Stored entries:

::::::::

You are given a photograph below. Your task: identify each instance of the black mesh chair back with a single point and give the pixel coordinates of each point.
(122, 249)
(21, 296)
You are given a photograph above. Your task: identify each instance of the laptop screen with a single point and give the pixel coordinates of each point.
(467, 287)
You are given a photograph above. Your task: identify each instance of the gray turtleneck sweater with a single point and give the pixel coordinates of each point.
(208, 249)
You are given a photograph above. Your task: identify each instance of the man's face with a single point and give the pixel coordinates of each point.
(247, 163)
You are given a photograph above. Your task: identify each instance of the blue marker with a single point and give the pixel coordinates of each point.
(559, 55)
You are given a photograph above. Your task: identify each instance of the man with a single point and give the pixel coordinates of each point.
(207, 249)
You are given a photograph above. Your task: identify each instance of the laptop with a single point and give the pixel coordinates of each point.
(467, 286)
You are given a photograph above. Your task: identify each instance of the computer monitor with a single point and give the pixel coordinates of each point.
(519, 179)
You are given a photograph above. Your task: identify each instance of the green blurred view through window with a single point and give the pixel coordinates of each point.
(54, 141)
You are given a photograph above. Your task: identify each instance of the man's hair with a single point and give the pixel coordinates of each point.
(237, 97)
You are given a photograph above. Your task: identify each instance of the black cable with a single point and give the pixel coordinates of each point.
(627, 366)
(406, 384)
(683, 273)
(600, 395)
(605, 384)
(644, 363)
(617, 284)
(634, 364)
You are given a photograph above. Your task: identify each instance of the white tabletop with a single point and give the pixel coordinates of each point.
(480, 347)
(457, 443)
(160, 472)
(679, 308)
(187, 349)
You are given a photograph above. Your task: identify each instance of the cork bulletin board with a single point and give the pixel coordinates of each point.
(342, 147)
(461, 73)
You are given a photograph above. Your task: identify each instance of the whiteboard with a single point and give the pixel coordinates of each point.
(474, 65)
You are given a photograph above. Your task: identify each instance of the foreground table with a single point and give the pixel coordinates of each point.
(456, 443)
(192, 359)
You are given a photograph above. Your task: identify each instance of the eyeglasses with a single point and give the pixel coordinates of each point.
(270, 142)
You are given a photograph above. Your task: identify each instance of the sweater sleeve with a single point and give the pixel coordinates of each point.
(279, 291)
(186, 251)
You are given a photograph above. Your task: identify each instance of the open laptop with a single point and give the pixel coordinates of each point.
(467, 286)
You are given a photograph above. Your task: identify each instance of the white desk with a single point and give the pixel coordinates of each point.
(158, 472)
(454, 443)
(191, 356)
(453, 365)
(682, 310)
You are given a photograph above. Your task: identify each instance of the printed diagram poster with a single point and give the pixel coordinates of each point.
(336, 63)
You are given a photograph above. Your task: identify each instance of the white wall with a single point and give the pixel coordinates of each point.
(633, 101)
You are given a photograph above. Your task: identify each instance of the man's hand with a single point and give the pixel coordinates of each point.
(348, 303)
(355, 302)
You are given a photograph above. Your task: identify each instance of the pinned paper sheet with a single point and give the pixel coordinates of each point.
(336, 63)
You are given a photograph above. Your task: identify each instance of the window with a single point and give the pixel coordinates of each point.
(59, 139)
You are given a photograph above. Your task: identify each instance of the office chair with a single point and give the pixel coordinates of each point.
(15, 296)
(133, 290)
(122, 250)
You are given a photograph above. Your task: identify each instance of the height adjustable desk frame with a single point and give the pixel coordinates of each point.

::::::::

*What the task asks*.
Every entry must be retyped in full, exactly as given.

*Complete output*.
You are given a photograph below. Your task: identify each instance of the black mesh chair back with a single point and give the pixel coordinates of each point.
(122, 249)
(21, 296)
You are given a photograph above. Your task: identify each instance of the laptop screen with a single point and give the pixel coordinates of each point.
(467, 287)
You are given a photograph above. Your task: identify each instance of the gray turtleneck sweater with a single point and give the pixel coordinates of each point.
(208, 249)
You are given a photograph above. Your task: identify each instance of the man's face with a single point and give the pixel coordinates of each point.
(247, 163)
You are given a photograph above. Your task: identify each instance of the blue marker with a single point and give the pixel coordinates of each point.
(559, 55)
You are given a photograph above. Your task: identify each instance of the man with a single point and give the pixel coordinates of each point.
(207, 249)
You are given a photograph above. Your task: identify each instance of the laptop with a single point and give the pixel coordinates of each point.
(467, 286)
You are given a photograph above. Your task: identify each instance of the computer monitor with a single point and give the pixel coordinates of each point.
(519, 179)
You are given a photograph above. Your task: identify each instance of the green blurred view through window with a single point and give the pixel coordinates of each point.
(54, 141)
You are given a photograph above. Your task: identify each instance of the man's hair with a single point and give the pixel coordinates of each point.
(237, 97)
You are given a photograph above. Your task: identify each instance of the black cable with a single point and give the pixel coordinates of each point.
(627, 366)
(406, 384)
(683, 273)
(600, 395)
(605, 384)
(644, 363)
(617, 284)
(634, 364)
You are given a photograph above. Your task: identify each instance of the white tabletop with a single point and give the pixel coordinates of each point.
(480, 347)
(457, 443)
(160, 472)
(679, 308)
(187, 349)
You are given a photograph above. Your task: identify each instance of the cork bulletin board with a single point and give the pixel coordinates of each point.
(342, 147)
(461, 73)
You are given a photograph above. Your task: identify each instance of the whiteboard with a single point and give the pixel coordinates of each point.
(474, 65)
You are given a photograph above. Your task: identify each instance of the foreground table with a single point and give the pixel coordinates of each point.
(456, 443)
(192, 359)
You are given a photograph above. Your task: identify each instance of the eyeglasses with a single point and give the pixel coordinates of each point.
(270, 142)
You are given a photograph above. Your task: identify each instance of the sweater sleeve with a single point and give the pixel coordinates of each point.
(279, 291)
(186, 251)
You are given a photograph above. Your task: identify each instance of the open laptop with a single point and give the pixel coordinates of each point.
(467, 286)
You are given a photograph above. Your task: identify each instance of the white desk with a single point and give the pixel coordinates of each point.
(158, 472)
(454, 443)
(191, 356)
(453, 365)
(682, 310)
You are given a photograph above. Your task: identify each instance of the printed diagram poster with a single point and give the pixel coordinates of each point.
(336, 63)
You are given a photograph above. Your task: identify each instance of the white wall with a single point and give the pixel coordinates of each point.
(633, 101)
You are given a photograph above. Your task: identify each instance of the man's hand with a single point and give the pixel coordinates of each point.
(348, 303)
(355, 302)
You are given a photograph above. Your task: identify each instance of the pinned paper sheet with a single point and give the pixel coordinates of each point.
(336, 63)
You are given a photograph above. Your task: identify each instance of the window with a single point and give the pixel coordinates of each point.
(59, 139)
You are given a photograph above. Your task: identify each instance of the office chair with a single point and give the pixel coordinates of each point.
(15, 296)
(133, 290)
(122, 250)
You are given a photograph above. Your task: identify each instance of the height adjustable desk frame with a single point and give the pixel coordinates of each point.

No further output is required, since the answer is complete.